*PROBLEMS AND TASKS*:
1. Say whether each statement below agrees with the text on the Turkey earthquake, answering yes or no and quoting the deciding words of the text exactly.
(a) The East Anatolian fault lets off tension more often than the North Anatolian fault.
(b) Young people in the area set up crisis assistance websites using basic HTML.
(c) Four tectonic plates meet in Turkey.
2. Please echo the part of the text on the Turkey earthquake starting with "Thankfully, there are" and going on through "millions in donations.".

Eventually, he hitched a ride to the Turkish city of Mersin, where he has been throughout the gloomy past few weeks.
“We are now sitting in the street again,” he wrote me Tuesday evening. “We are expecting another strong earthquake again.”
But what made the recent quake so deadly, and why do so many more keep happening?
According to experts, it was only a matter of time before “the big one” happened. The initial earthquake wedged open two giant clefts on the earth’s surface, severing the land by over twenty-three feet for hundreds of miles.
Seismologists have long known that four tectonic plates – colossal rock slabs comprised of the earth’s lithosphere – interface in Turkey. But the East Anatolian fault zone prompted the recent tragedy triggered by the release from the rock-to-rock slippage of the plates. Making matters worse, the East Anatolian fault is considered less active than the North Anatolian, which lets off tension more frequently.
Furthermore, housing and settlements along fault lines are typically thickly populated as they are usually close to mountains and rain, making them attractive places to reside. However, as information slowly unfolds in the aftermath, corruption also played a prominent role in the disaster, with high-rises built not following zone codes and not with the materials needed to withstand such adversity.
Sadly, scammers are already exploiting the earthquakes for their own sick financial gain, funneling money away from legitimate charities with fake organizations and using powerful platforms such as TikTok to lure good-hearted individuals who want to support those in dire need.
Thankfully, there are well-founded ways to help the tens of thousands of individuals on the ground doing God’s work. Moreover, digital and emerging technologies have bolstered relief efforts on a scale I have never seen before. For example, shortly after news of the tragedy broke, cryptocurrencies, from Binance and Tether to Bitfinex and Kucoin, pledged millions in donations.
Emerging technology has proven helpful in other ways, too.
The development of a high-pitched whistle app has enabled some trapped under the rubble to attract attention. Further, youth in the area have developed and set up basic HTML for faster loading open-source crisis assistance websites and platforms – including food distribution centers and blood donation locations. Microsoft Turkyie’s technologies are now freely available to those working in the disaster region, making satellite imagery and the state of infrastructure more accessible to those who need it.
Artificial Intelligence (AI) plays a progressively critical role beyond the bounds of essential recovery efforts, from data filtering and analytics to illuminating humanitarian efforts.

*ENTRIES SUPPLIED*:
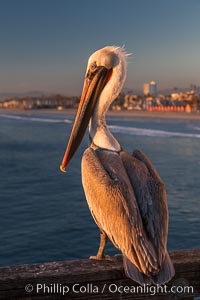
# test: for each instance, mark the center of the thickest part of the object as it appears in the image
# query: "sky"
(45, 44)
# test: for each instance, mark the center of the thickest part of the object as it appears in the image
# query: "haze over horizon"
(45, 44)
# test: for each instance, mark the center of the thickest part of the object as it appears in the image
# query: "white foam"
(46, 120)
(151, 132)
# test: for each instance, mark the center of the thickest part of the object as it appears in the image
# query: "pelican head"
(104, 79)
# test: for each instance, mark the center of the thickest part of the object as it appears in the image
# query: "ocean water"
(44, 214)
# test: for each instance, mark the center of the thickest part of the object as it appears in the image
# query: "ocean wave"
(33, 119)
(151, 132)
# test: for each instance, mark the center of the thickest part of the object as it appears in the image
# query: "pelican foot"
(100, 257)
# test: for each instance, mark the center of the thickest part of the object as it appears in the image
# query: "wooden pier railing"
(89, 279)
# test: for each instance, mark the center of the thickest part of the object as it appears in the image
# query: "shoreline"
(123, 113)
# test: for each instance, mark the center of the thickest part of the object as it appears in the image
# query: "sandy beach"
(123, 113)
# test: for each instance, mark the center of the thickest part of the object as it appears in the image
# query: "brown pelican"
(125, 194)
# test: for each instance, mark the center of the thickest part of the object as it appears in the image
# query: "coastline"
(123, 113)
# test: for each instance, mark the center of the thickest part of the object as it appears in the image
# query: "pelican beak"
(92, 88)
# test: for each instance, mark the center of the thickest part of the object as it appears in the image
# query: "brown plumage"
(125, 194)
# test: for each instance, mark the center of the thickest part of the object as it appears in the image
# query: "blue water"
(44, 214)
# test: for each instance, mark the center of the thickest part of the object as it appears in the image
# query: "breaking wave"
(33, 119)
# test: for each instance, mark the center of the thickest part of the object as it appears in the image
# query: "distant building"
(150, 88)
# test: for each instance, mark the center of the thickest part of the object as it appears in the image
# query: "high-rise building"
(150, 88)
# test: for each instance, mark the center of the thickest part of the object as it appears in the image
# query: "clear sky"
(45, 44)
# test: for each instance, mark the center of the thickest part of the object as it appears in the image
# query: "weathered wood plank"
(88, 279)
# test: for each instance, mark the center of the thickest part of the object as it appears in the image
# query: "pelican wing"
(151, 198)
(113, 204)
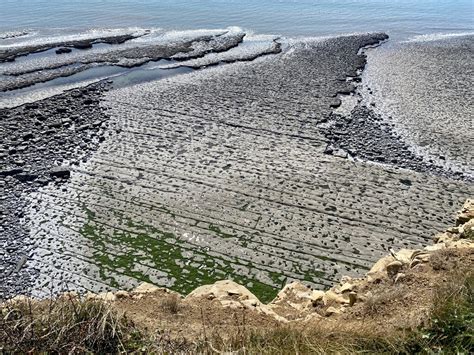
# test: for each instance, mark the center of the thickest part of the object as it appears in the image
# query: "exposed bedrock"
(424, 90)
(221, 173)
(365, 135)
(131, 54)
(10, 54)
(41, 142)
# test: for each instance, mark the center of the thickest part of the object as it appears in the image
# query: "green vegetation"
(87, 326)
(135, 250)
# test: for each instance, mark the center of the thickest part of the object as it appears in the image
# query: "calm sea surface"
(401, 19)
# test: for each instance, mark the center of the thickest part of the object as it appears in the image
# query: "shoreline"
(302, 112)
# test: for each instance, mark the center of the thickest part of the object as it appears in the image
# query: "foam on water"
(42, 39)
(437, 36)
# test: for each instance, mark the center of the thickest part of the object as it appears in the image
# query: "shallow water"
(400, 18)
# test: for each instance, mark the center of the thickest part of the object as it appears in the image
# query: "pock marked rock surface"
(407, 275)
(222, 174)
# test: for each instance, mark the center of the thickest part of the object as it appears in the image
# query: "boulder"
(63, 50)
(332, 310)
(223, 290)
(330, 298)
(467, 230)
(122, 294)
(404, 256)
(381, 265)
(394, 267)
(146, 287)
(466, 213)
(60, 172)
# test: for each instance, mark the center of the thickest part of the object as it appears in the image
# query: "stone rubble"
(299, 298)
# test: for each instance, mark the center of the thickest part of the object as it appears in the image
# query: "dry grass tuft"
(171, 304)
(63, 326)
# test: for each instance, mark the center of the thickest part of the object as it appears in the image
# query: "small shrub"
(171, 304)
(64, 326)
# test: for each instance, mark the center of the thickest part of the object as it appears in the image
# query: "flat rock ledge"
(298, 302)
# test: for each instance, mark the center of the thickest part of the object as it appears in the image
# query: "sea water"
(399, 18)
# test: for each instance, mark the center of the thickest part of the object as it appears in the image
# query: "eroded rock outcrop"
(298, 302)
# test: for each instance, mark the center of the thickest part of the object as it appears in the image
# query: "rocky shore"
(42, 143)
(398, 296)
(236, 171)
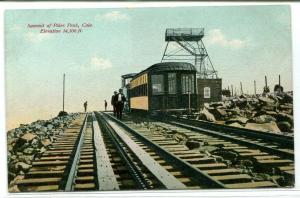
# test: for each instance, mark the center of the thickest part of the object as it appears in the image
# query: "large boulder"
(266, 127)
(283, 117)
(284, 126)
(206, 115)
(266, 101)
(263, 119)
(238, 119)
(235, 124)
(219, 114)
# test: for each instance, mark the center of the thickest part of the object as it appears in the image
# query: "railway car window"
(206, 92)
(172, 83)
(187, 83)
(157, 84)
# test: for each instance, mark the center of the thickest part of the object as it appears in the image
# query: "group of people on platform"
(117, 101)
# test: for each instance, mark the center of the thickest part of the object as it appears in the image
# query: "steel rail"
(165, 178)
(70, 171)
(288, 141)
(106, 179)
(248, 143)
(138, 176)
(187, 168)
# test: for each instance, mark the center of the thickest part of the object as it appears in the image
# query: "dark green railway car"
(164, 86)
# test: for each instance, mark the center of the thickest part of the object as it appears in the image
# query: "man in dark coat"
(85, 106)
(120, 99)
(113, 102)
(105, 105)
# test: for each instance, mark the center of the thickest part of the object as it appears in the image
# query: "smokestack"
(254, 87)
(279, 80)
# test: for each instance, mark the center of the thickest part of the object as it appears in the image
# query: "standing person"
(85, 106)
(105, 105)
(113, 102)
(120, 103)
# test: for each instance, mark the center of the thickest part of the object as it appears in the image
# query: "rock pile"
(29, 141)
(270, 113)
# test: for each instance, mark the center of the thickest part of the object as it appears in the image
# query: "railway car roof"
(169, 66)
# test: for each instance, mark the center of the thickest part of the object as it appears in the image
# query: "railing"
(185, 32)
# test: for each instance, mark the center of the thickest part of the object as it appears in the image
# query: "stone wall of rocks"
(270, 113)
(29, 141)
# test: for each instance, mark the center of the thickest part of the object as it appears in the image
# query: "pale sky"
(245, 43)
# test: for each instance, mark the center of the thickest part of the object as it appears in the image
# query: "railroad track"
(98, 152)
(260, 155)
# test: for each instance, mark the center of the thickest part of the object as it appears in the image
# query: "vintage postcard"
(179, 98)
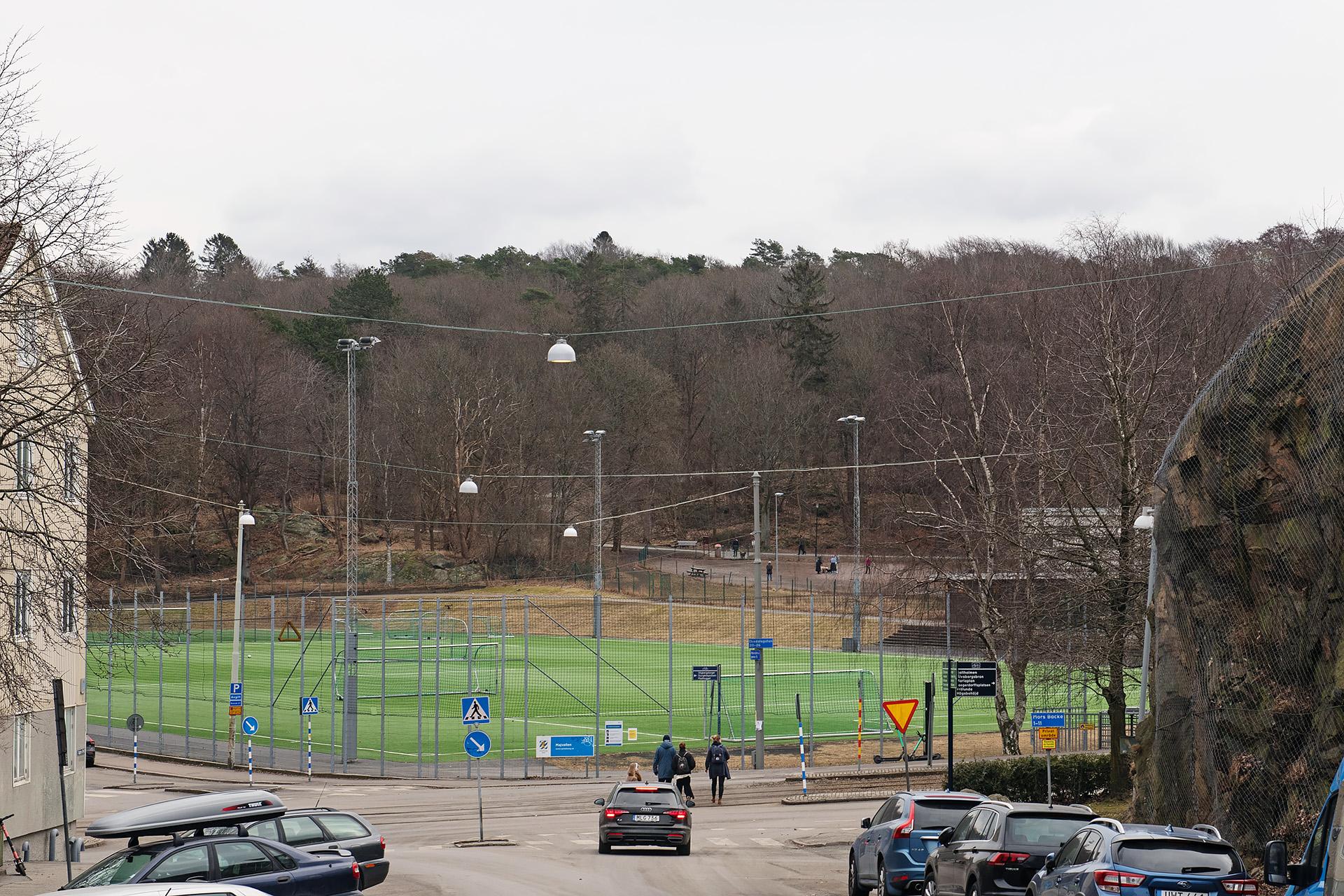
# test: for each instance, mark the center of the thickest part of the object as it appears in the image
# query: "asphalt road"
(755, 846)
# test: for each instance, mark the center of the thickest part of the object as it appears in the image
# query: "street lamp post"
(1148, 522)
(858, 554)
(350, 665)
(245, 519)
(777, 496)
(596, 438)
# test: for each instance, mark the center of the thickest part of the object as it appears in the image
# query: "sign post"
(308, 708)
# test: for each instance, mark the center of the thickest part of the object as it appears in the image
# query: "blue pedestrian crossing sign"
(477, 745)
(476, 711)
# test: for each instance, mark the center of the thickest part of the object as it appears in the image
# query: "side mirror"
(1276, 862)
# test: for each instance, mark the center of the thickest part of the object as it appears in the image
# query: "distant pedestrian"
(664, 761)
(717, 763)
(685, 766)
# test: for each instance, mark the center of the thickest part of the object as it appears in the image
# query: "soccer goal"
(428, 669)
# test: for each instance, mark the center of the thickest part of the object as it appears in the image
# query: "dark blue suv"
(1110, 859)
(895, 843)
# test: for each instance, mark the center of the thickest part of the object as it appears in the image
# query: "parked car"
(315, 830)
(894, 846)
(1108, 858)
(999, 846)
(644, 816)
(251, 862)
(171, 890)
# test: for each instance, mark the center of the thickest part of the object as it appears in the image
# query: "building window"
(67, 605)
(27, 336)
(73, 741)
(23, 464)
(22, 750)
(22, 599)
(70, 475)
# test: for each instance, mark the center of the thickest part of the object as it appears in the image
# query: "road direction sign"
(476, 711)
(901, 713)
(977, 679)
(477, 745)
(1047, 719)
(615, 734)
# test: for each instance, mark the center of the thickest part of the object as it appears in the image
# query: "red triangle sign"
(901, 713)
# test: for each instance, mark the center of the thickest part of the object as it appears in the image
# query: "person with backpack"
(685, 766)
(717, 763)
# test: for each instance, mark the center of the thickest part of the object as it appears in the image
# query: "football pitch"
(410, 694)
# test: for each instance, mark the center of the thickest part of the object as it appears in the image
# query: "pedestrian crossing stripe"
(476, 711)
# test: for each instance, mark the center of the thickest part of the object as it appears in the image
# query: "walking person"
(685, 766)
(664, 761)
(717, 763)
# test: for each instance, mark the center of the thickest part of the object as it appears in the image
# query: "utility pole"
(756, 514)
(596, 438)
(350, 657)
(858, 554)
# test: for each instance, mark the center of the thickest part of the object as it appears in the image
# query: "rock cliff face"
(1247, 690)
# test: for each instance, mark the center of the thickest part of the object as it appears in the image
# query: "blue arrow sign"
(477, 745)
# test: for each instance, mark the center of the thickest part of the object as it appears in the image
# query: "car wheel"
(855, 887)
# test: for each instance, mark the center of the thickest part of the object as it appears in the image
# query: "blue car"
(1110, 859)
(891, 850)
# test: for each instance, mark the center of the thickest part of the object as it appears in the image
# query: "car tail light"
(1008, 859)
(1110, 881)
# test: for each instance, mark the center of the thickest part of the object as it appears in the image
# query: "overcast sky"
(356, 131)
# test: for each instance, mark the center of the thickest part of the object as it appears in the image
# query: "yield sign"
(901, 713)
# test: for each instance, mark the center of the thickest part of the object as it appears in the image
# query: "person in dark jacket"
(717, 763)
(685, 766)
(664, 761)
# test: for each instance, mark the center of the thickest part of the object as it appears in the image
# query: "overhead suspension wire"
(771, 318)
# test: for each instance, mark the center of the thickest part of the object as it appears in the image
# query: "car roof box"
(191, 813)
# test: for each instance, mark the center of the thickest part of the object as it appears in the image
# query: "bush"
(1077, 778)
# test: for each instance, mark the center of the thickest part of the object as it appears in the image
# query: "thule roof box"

*ANSWERS BY ITEM NUMBER*:
1.
(a) No: "the East Anatolian fault is considered less active than the North Anatolian, which lets off tension more frequently"
(b) Yes: "youth in the area have developed and set up basic HTML for faster loading open-source crisis assistance websites and platforms"
(c) Yes: "four tectonic plates – colossal rock slabs comprised of the earth’s lithosphere – interface in Turkey"

2.
Thankfully, there are well-founded ways to help the tens of thousands of individuals on the ground doing God’s work. Moreover, digital and emerging technologies have bolstered relief efforts on a scale I have never seen before. For example, shortly after news of the tragedy broke, cryptocurrencies, from Binance and Tether to Bitfinex and Kucoin, pledged millions in donations.